-- DATA FOR ANALYSIS follows --
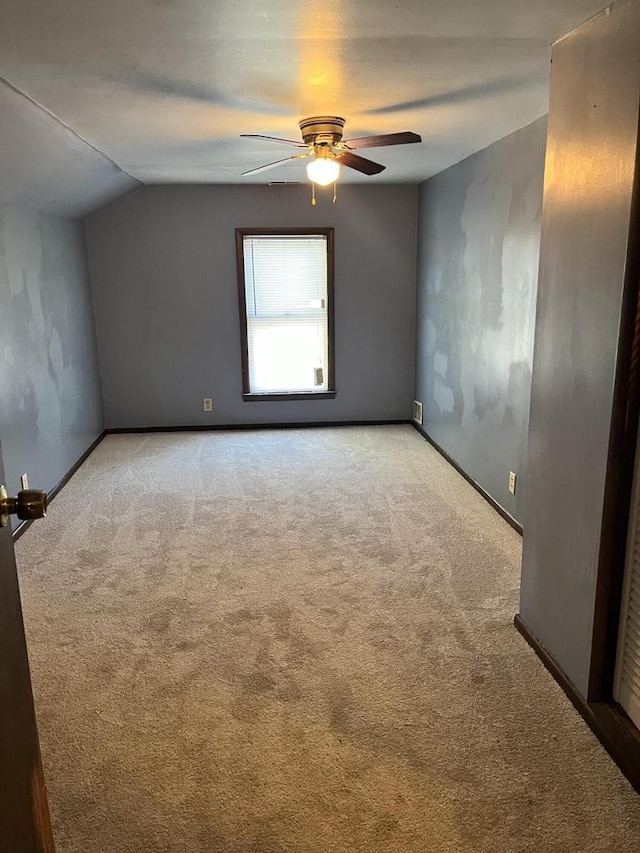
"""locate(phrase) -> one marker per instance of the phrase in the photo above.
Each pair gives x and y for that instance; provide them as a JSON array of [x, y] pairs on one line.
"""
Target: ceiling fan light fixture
[[323, 170]]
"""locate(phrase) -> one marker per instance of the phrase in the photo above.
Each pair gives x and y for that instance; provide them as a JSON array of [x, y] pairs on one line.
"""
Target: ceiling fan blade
[[367, 167], [384, 139], [273, 139], [271, 165]]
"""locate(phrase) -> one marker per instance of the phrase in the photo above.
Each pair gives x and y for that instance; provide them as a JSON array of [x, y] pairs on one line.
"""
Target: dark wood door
[[24, 814]]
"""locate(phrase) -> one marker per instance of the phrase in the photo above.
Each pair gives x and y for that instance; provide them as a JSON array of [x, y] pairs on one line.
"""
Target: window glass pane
[[287, 312]]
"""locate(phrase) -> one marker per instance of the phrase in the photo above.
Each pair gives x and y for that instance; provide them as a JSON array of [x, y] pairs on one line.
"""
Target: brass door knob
[[29, 504]]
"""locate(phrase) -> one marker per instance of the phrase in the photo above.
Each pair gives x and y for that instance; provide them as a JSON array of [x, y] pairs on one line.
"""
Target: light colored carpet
[[298, 641]]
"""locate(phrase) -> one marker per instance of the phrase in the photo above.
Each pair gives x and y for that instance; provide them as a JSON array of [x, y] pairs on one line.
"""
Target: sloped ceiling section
[[45, 166], [165, 87]]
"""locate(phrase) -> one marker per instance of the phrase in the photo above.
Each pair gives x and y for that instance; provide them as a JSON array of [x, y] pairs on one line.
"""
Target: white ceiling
[[165, 87]]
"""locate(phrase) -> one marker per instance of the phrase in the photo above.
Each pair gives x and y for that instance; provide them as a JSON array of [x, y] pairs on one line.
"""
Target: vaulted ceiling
[[164, 88]]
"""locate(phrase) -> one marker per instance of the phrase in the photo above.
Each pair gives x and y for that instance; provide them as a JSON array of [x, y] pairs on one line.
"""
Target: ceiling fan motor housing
[[322, 130]]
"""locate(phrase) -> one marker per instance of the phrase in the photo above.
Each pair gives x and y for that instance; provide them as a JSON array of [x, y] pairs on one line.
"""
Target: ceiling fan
[[322, 139]]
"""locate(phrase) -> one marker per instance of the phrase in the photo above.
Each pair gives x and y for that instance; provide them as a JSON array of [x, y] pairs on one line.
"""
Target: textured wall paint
[[163, 270], [478, 245], [50, 406], [589, 183]]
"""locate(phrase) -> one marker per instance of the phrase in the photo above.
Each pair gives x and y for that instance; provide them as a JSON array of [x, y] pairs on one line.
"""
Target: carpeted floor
[[298, 641]]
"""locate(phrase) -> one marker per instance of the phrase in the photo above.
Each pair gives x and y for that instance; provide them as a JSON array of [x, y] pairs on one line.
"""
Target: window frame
[[247, 394]]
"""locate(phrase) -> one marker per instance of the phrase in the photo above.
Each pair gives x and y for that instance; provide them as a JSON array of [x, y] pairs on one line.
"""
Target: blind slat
[[287, 312]]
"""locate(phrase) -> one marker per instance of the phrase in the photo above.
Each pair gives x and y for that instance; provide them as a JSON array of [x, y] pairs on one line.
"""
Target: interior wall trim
[[494, 503], [607, 720], [20, 529], [231, 427]]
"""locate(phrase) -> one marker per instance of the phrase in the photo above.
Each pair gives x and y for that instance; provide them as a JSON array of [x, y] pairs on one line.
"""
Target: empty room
[[319, 402]]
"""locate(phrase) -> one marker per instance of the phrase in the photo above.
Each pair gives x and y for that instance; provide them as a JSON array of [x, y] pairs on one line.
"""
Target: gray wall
[[50, 404], [478, 245], [163, 269], [593, 134]]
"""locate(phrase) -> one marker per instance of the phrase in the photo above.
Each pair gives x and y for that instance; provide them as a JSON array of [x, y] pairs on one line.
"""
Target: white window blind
[[285, 280], [626, 688]]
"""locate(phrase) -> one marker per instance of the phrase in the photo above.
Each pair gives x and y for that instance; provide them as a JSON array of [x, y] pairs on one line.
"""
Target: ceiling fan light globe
[[323, 171]]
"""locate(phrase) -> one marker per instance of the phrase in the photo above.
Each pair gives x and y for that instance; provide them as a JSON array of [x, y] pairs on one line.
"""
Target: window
[[285, 284]]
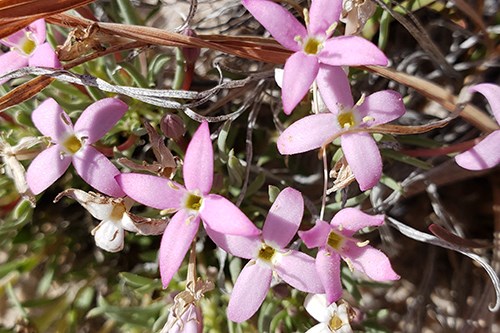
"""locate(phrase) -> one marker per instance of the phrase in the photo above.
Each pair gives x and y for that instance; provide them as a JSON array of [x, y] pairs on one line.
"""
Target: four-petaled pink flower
[[486, 154], [191, 202], [74, 145], [315, 49], [268, 255], [28, 47], [335, 241], [360, 149]]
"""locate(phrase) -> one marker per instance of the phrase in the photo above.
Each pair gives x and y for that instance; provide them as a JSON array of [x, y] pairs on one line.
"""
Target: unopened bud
[[190, 54], [172, 126]]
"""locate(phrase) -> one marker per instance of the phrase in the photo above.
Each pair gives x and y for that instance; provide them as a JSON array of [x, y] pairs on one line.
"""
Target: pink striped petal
[[46, 168], [328, 268], [97, 119], [351, 51], [308, 133], [175, 243], [383, 106], [249, 291], [371, 261], [334, 88], [350, 220], [484, 155], [299, 271], [97, 171], [11, 61], [317, 235], [52, 121], [198, 169], [240, 246], [284, 218], [282, 25], [492, 94], [44, 56], [152, 191], [322, 14], [223, 216], [299, 73], [39, 30], [361, 152]]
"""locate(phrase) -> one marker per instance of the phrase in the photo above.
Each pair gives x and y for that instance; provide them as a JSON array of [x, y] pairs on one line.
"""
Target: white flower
[[332, 318], [115, 218]]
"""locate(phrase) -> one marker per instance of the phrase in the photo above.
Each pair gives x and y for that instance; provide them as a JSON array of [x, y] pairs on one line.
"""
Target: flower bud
[[190, 321], [172, 126]]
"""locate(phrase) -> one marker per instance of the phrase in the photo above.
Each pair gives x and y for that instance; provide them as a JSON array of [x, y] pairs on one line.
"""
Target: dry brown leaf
[[15, 15]]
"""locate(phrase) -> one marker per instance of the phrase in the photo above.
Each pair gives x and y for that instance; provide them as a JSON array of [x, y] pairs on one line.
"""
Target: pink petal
[[351, 51], [361, 152], [492, 94], [39, 30], [97, 171], [239, 246], [299, 73], [11, 61], [198, 167], [44, 56], [152, 191], [299, 137], [282, 25], [383, 106], [322, 14], [350, 220], [328, 268], [249, 291], [46, 168], [317, 235], [175, 243], [109, 237], [484, 155], [371, 261], [223, 216], [52, 121], [97, 119], [284, 218], [299, 271], [334, 88]]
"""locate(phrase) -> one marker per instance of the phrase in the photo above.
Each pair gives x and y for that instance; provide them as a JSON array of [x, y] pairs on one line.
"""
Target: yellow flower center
-- DATA FOR ANALYSIS concluded --
• TASK STATEMENT:
Leave the pictures aside and give every entry above again word for word.

• EXERCISE OUTPUT:
"""locate(phrase) -> one marker per instance of the phrase in the photo above.
Each pair gives x and y for that instance; provide them as a JSON array of [x, y] pairs on one line.
"""
Target: ceiling fan light fixture
[[323, 170]]
"""locate(phrase) -> one marker per instance of the phrase in the photo above.
Each pair gives x and y for that instance; provide them as a JSON array of [x, y] pairs on one line.
"""
Target: ceiling fan blade
[[367, 167], [384, 139], [273, 139], [271, 165]]
"""locate(phrase) -> one marker per instance of the phrase in the photo above.
Each pair gives x and y for that instance; provide them as a JSON array of [x, y] pairs on one line.
"""
Target: dark wood door
[[24, 814]]
"""locate(phrase) -> one marker per instance of the phrase in the photo above.
Each pair gives x and y for that instance; provide them as a JSON array of [x, y] pairs on one line.
"""
Target: window glass pane
[[287, 312]]
"""locate(phrase) -> one marker per instance of the phrase in the photo above.
Each pair gives x and y for that instance; provide them as a JSON array of [x, y] pairs on one line.
"""
Target: brass door knob
[[29, 504]]
"""locate(phrase) -> one marker per instance of the phrase in the photo above.
Each pair gives x and y for that instance; provide them as a JSON array of [x, y] pairs on one line.
"""
Target: light colored carpet
[[298, 641]]
"""locate(phrase) -> one marker per instance of the phrase in the photo above.
Each pair gives x and y for that instance; provide them as a JSON array of [x, y] pairs on one line.
"""
Target: sloped ceiling section
[[45, 166], [165, 87]]
"""locate(phrase) -> one marker per instance of the phrase in the photo above.
Each pair gives x and y for that instance; provide them as a JSON array of [x, y] pairs on one line.
"""
Target: white ceiling
[[165, 87]]
"""locate(phrase) -> one marker per instance of the phrase in the photo above.
Each pair gives x and y for that instance; provide them as a JSON array of [x, y] pairs on one line.
"""
Target: vaulted ceiling
[[164, 88]]
"""locate(phrase) -> one marker per instance of the phrase in the photo above.
Each pair gives x and y for that instance; provide them as a JSON array of [x, y] pairs on one line.
"""
Target: ceiling fan motor housing
[[322, 130]]
"""locate(phrase) -> one marker per instance of the phrase in the photo above.
Each pair gives x and y for that instance; provide them as a JSON array of [x, y] pairs on one line.
"""
Target: ceiling fan
[[322, 139]]
"""locate(phrase) -> one marker per instance of the phrase in the photo above.
Each pair gives x and y for that instance; provide them as a JSON array of [x, y] pairs on one line.
"""
Target: textured wall paint
[[163, 270], [478, 245], [50, 406], [589, 183]]
"""locate(phrase) -> one marker per instance of the phrase in the photo above.
Each pair gives x and y for that instance; provide them as a JSON array of [x, y] pairs on one line.
"""
Target: carpeted floor
[[298, 641]]
"""locate(phrase) -> one marker per instance of the phrase in the photo above.
Each pair gives x and y for that instance; provide them as a JSON array of [x, y] pairs on one line.
"""
Target: window frame
[[247, 394]]
"""locate(phrase) -> one marker per instance of the phrase in the photo above.
Each pair gives x and y for that instance; provide them as a JSON array of [x, y] pairs on one line.
"""
Target: blind slat
[[287, 312]]
"""locate(phrase) -> one marker per instance of the phrase in the photo above.
Each pair gives x and y for that instance; provide them as a JSON array of [x, y] pairs on one line.
"""
Target: interior wall trim
[[494, 503], [607, 720], [20, 529], [231, 427]]
"""locate(phrase) -> one marker per instance of the phrase in the photo above.
Each pair gives x and y for that instance; provide them as a JSON array of [x, y] pairs on one line.
"""
Target: empty room
[[319, 402]]
"""locate(phrase) -> one marker per instance of the phrase in the photo above.
Each pair gives x and y for that instance; provide them as a JSON array of [x, y] pairs on one line.
"""
Target: gray wall
[[50, 404], [478, 245], [163, 269], [593, 134]]
"""locate(phrase) -> one marker per instance of the phrase in the photo above.
Each pair gives x and y for that instance; provide them as a JSON array of [x, y] pairs on one line.
"""
Target: white window blind
[[285, 280], [626, 688]]
"""locate(phrase) -> one marker per instance of the phrase in the photo above.
Each pair gives x and y for that instance; provide them as a JSON array of [x, y] pairs on one line.
"""
Target: ceiling fan light globe
[[323, 171]]
"""locate(phrase) -> one marker per instance of the phrase in the photo above.
Each pair gives x and y for that instance; provide them as a JSON array of [x, y] pairs on one line.
"""
Target: window
[[285, 284]]
"""locate(phrase) -> one marker per instance of the phrase in the photo above.
Each pair gives x and y for that instance; provide them as a JSON array of [x, y] pairs on one line.
"""
Target: four-petaled pink flower
[[486, 154], [191, 202], [74, 145], [315, 49], [268, 255], [28, 47], [335, 241], [360, 149]]
"""locate(phrase) -> one marker per instance of the phrase in the photo above.
Each pair gives x and y for that instance; provide them as a JSON array of [x, y] pairs on one line.
"""
Target: unopened bud
[[190, 54], [172, 126]]
"""locate(phrase) -> one marker per instance of the phrase in the photo above.
Each pair gives x and y for that instance; provide them as a JSON array of [x, y] pairs on one line.
"""
Target: pink striped petal
[[46, 168], [328, 268], [97, 119], [351, 51], [308, 133], [175, 243], [383, 106], [249, 291], [371, 261], [334, 88], [350, 220], [484, 155], [299, 271], [97, 171], [11, 61], [317, 235], [52, 121], [198, 169], [240, 246], [284, 218], [282, 25], [492, 94], [44, 56], [152, 191], [322, 14], [223, 216], [299, 73], [39, 30], [361, 152]]
"""locate(phrase) -> one marker per instance of the phrase in the photo above.
Each pair gives x and y for that instance; provide them as a JSON array of [x, y] pairs on one line.
"""
Target: white flower
[[332, 318], [115, 218]]
"""locate(phrase) -> one marker per instance of the phrase in the photo above.
Each pair gives x and y for that instance; provide them as a JSON array of [x, y] pairs on one line.
"""
Target: flower bud
[[190, 321], [172, 126]]
"""locate(phrase) -> one marker per instance of the phrase in the photo above.
Each pair gives x and y for that instance; provide them as a JSON array of [x, y] pairs on one line.
"""
Target: dry brown leaf
[[15, 15]]
"""locate(phrase) -> one marker per instance of the phrase in the photo above.
Each pair gives x and y for that instance; provide them as a JSON array of [x, y] pairs on one line.
"""
Target: pink petal
[[351, 51], [361, 152], [492, 94], [39, 30], [97, 171], [239, 246], [299, 73], [11, 61], [198, 167], [44, 56], [152, 191], [299, 137], [282, 25], [383, 106], [322, 14], [350, 220], [328, 268], [249, 291], [46, 168], [317, 235], [175, 243], [109, 237], [484, 155], [371, 261], [223, 216], [52, 121], [97, 119], [284, 218], [299, 271], [334, 88]]
"""locate(phrase) -> one marker per instance of the phrase in the photo above.
Each pair gives x and y for that instance; provide them as a JSON array of [x, y] pairs on one line.
"""
Target: yellow flower center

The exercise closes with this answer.